Attack on Salman Rushdie is a warning of where the US is headed, as we punish dissent | Opinion

When the Iranian Ayatollah Ruhollah Khomeini declared a death sentence for the writer Salman Rushdie in 1989, his fatwa was seen as a direct challenge to the most basic of American values.

But by the time a black-clad assailant stabbed Rushdie multiple times at a speaking engagement last week, the attack felt less like an affront to our shared ideals than a premonition of where we’re headed.

If you’re too young to remember the late ‘80s, you might not understand what a pervasive symbol of Western freedom Rushdie became. This was after he published his novel “The Satanic Verses,” with its portrayal of the prophet Muhammad that so infuriated Iran’s radical clerics.

Rushdie stayed mostly out of sight for many years, though he reemerged one night in 1991 at Columbia’s Graduate School of Journalism, where he spoke on the sanctity of the First Amendment. Every public appearance he made in the decade or so after the fatwa, with private security lurking nearby, constituted an act of remarkable courage.

• _DATASET CONTENT_:

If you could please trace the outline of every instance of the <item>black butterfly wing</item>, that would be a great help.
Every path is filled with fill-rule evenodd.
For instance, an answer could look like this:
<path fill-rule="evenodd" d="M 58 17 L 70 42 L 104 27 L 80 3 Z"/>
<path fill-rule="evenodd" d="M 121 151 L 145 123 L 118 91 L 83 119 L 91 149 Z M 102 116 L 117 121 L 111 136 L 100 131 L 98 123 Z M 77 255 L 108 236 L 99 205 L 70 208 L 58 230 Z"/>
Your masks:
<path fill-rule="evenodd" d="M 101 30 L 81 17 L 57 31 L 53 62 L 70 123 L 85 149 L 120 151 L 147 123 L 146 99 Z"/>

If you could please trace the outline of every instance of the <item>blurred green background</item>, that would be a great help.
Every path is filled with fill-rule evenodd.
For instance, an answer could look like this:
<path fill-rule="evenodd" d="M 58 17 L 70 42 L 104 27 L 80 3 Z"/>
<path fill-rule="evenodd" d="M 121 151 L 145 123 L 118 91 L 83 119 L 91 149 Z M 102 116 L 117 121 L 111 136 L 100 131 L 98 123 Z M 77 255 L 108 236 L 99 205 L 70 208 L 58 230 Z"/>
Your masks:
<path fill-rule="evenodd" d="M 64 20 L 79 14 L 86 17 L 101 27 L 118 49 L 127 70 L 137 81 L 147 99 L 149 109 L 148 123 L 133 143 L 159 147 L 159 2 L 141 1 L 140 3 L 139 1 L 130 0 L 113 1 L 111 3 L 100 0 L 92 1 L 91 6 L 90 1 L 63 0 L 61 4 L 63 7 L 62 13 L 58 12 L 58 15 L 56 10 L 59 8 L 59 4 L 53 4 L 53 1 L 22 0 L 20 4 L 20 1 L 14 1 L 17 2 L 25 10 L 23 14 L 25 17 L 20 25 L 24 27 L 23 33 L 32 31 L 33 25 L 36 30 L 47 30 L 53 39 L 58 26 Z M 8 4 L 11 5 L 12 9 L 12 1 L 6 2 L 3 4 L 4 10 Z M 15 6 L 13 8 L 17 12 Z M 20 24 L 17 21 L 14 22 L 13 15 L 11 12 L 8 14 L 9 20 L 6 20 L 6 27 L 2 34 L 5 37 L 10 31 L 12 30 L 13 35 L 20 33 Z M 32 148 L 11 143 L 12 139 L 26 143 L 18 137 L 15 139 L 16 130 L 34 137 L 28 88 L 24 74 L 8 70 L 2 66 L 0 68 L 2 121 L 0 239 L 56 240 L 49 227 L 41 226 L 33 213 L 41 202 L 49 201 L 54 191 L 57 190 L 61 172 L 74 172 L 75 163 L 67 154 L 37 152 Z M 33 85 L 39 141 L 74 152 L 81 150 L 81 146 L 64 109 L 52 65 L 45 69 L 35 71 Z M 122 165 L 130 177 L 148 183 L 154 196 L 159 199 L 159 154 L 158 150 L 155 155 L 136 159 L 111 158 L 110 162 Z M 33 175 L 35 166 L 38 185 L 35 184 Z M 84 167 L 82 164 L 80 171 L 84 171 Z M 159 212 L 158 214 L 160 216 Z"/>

• _PROBLEM SET_:
1. Answer these about the opinion piece on the attack on Salman Rushdie:
(a) In what year did Ayatollah Ruhollah Khomeini declare a death sentence for Rushdie?
(b) What novel did Rushdie publish that angered Iran's radical clerics?
(c) Where did Rushdie speak one night in 1991?
2. Write the next part of the opinion piece on the attack on Salman Rushdie, picking up after its final paragraph.
The records have nothing to do with what comes after them.

• _ANSWER SECTION_:
1.
(a) 1989
(b) "The Satanic Verses"
(c) Columbia's Graduate School of Journalism

2.
If there was debate in this country over the rightness of Rushdie’s cause, I don’t recall it; even Jimmy Carter, who condemned the book in a pusillanimous New York Times op-ed, defended Rushdie’s right to be heard. Back then, pretty much everyone agreed that democracy demanded basic tolerance and free expression, even if we sometimes argued vehemently over what kind of speech was appropriate in the public square.

Those were the days when the ACLU defended the rights of Nazi sympathizers to march down the street in Illinois. And when even Republican presidents exalted the American press as a contrast to communist repression and theocratic rule — despite their evident disdain for what journalists wrote.

Those were also the times when the leadership of both parties rejected violent rhetoric — let alone actual violence such as the Oklahoma City bombing — in response to political or religious grievance. You may recall that former President George H.W. Bush resigned from the National Rifle Association, an important political constituency, in 1995 after it referred to federal agents as “jack-booted thugs.” (The NRA apologized; Bush didn’t relent.)

What a different society from the one we have now, when the most basic propositions in American life are up for debate — if anyone even knows how to do that anymore.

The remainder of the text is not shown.